### AIM
Write out the lines below again, substituting "central" for every "innermost" and changing nothing else.

[Point annotation lines]
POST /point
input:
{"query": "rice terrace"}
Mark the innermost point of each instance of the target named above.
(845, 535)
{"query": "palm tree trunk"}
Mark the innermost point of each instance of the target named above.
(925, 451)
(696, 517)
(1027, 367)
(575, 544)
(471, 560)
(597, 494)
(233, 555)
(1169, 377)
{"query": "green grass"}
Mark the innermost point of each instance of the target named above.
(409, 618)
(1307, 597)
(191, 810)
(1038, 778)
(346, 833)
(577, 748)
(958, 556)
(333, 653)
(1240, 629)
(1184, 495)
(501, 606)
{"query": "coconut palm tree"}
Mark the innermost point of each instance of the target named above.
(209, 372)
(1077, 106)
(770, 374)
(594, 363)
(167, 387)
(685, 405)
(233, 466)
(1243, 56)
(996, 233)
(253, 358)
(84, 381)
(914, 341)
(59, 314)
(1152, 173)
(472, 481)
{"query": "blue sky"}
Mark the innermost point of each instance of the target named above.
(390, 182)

### WORKED SOLUTION
POST /point
input:
{"query": "rice terrace"}
Mark the central point of each instance of the target named above.
(845, 535)
{"query": "palm tree trunk"}
Mark the central point of each instance of the target named above.
(925, 451)
(696, 517)
(1027, 367)
(575, 544)
(471, 560)
(597, 494)
(233, 555)
(1169, 377)
{"query": "green grass"}
Mark the central point of each instance of the target named above.
(409, 618)
(1307, 597)
(191, 810)
(1038, 778)
(346, 833)
(577, 748)
(958, 556)
(333, 653)
(1240, 629)
(1184, 495)
(501, 606)
{"query": "coconut palm tree"}
Mark the central point of each instance of the target named above.
(209, 372)
(1077, 106)
(770, 374)
(594, 363)
(167, 387)
(685, 405)
(233, 466)
(1243, 56)
(996, 233)
(253, 358)
(84, 381)
(914, 341)
(59, 314)
(1152, 173)
(472, 481)
{"query": "blue sky"}
Mark the central point of each instance of the target named above.
(390, 182)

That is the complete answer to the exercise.